▶ [Request 1]: Extract the stretch of the article on corporate social responsibility events from "4. Witness your" through "together with participants.", copying it word for word.

--- start Excerpt to read ---

By Gavin Tolentino

It sounds like a desk-nap dream: You, bonding with coworkers as you make a difference in the world together, while your workplace and reputation in the community get better and better. 

Not only is this possible, says Odyssey Teams, it’s what they’ve been doing for companies for nearly 30 years, by facilitating team-building events with a socially responsible outcome. At the recent Planner Master Class at San Francisco’s Aquarium by the Bay, the question was not whether Corporate Social Responsibility (CSR) works, but how to implement a CSR plan that maximizes mutual, lasting benefits to a workplace and its community.

Leading our roundtable was Kim Clary, Odyssey’s Director of Client Success. She and more than 70 event professionals shared these Do’s and Don’ts of a well-planned CSR event, and how to inspire staff participants in a life-changing way to strategically improve a company: 

Do:

  1. Speak in depth: with participants to formulate your CSR plan. Understand what is personally meaningful to them, and identify a common, community-supportive purpose.
  2. Plan a multi-layered activity: to enable specific workplace improvements. Can merging departments use this opportunity to gel? Do you want to encourage leadership or teamwork with specific staff members? Or inspire a culture change or new awareness? Be deliberate when assigning tasks, teams, and seating.
  3. Get out of the office: Host the event in a business-neutral environment where office roles don’t apply.
  4. Witness your work: Create a lifelong memory by interacting with the beneficiaries of your efforts. For example, if your team is building toys for children, have the children on-hand to receive the toys and play together with participants.
  5. Designate time to reflect: After the event ask participants to share their experiences and explore deeper meanings.

--- end Excerpt to read ---
--- start Dataset records ---

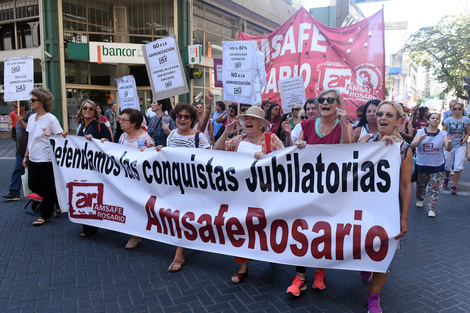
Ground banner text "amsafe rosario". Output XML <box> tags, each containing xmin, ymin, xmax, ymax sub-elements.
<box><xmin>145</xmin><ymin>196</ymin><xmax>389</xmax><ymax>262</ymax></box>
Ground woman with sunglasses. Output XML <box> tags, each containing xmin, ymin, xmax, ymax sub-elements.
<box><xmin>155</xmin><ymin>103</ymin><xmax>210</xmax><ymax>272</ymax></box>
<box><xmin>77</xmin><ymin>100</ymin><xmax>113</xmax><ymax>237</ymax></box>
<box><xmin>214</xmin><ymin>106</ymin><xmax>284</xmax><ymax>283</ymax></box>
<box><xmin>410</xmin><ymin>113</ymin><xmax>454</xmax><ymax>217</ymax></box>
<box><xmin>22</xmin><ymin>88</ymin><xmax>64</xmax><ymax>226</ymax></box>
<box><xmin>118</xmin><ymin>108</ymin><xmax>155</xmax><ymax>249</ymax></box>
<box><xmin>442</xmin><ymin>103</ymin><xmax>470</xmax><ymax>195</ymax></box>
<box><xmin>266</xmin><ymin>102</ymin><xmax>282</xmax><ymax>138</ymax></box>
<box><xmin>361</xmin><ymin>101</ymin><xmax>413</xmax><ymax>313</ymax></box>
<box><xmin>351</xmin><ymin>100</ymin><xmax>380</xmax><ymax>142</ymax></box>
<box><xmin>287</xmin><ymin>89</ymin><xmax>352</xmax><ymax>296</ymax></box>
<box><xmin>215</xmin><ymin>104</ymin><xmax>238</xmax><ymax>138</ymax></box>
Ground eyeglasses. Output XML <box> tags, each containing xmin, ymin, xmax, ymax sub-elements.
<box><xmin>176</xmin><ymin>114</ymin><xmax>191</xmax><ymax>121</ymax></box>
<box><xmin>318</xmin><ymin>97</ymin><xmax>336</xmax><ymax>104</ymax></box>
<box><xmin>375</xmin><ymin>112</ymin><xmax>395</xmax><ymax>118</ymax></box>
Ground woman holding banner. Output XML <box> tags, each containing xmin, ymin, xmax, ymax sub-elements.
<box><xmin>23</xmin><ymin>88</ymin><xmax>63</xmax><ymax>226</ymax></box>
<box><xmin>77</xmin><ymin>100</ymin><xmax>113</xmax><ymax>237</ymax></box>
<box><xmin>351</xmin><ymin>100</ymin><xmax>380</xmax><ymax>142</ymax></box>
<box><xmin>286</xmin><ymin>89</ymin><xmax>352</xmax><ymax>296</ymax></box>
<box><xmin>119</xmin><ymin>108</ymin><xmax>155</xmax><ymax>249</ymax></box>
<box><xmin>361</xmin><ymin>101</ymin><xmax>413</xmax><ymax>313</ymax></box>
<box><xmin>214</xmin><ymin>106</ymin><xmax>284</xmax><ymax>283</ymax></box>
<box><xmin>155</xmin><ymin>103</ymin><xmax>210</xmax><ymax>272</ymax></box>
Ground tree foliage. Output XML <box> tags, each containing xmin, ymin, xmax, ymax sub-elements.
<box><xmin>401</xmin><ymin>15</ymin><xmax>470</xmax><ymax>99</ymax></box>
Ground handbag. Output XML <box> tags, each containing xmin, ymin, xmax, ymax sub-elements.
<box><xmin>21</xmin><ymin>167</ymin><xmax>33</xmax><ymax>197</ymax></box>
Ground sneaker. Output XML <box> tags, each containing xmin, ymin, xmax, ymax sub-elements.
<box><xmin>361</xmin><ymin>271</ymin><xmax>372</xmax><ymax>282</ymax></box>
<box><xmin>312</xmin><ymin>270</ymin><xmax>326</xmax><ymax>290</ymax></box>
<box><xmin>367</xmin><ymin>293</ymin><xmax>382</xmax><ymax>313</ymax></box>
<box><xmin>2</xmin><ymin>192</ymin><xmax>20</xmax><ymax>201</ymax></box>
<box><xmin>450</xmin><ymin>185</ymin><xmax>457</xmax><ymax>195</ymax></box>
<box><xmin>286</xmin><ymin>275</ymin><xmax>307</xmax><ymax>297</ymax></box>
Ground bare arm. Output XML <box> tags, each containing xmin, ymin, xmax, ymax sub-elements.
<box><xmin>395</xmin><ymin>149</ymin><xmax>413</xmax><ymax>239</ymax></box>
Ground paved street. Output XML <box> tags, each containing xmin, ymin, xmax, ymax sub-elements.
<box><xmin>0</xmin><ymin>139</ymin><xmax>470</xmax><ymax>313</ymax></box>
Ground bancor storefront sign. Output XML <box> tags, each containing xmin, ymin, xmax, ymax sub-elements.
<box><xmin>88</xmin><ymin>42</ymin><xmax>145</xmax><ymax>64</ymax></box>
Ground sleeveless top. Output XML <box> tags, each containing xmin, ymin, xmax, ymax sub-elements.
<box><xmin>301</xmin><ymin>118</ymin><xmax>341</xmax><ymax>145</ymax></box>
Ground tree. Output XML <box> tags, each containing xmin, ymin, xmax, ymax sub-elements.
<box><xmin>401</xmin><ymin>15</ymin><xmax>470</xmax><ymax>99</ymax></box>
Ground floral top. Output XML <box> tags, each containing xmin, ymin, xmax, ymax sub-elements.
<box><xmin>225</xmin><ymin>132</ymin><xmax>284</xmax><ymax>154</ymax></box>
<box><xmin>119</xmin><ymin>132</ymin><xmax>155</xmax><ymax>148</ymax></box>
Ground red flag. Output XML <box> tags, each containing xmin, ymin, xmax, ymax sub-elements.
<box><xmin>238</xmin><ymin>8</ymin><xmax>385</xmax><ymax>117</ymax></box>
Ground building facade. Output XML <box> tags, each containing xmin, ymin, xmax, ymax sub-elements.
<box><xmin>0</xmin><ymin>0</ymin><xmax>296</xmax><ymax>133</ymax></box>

--- end Dataset records ---
--- start Dataset records ---

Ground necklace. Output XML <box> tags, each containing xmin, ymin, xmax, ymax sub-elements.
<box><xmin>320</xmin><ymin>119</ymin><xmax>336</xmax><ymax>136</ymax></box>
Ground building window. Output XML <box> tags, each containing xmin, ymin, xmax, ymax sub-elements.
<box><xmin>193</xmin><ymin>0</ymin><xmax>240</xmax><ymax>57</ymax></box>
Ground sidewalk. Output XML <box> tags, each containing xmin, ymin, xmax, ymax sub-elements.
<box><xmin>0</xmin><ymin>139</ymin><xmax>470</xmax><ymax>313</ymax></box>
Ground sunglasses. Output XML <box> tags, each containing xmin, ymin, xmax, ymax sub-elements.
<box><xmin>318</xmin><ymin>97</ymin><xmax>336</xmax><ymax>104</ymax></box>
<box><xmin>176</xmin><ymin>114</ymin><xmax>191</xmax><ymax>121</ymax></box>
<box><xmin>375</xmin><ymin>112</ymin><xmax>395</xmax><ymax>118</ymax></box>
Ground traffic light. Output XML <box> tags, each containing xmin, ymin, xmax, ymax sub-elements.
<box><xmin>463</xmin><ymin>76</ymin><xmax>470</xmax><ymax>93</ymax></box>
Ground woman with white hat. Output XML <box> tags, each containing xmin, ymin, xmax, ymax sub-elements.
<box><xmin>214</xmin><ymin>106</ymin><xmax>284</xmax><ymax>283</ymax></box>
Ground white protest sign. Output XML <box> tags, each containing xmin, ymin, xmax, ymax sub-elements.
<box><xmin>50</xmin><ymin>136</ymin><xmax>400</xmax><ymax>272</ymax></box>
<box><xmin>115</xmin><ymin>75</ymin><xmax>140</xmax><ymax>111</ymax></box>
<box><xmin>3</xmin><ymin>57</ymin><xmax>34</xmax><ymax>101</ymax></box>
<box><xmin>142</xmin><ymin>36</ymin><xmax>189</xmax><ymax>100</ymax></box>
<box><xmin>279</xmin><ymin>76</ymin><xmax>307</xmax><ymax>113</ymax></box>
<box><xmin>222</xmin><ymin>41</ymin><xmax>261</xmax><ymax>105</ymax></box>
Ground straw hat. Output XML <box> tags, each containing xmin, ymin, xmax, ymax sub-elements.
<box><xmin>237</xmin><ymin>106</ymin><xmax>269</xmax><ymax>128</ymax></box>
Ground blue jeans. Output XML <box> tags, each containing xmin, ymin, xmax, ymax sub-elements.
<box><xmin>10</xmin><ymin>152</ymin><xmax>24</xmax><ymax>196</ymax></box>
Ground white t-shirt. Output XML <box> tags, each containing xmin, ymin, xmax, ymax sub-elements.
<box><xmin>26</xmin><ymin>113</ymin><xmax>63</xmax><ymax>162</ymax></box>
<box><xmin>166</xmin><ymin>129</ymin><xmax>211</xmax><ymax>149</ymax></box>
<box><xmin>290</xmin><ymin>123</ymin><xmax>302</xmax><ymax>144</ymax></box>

--- end Dataset records ---

▶ [Request 2]: Pull out every line of the records that contains the string "sunglasses", treating uppercase and lowercase as different.

▶ [Solution 1]:
4. Witness your work: Create a lifelong memory by interacting with the beneficiaries of your efforts. For example, if your team is building toys for children, have the children on-hand to receive the toys and play together with participants.

▶ [Solution 2]:
Ground woman with sunglasses. Output XML <box> tags, each containing xmin, ymin, xmax, ymax sub-elements.
Ground sunglasses. Output XML <box> tags, each containing xmin, ymin, xmax, ymax sub-elements.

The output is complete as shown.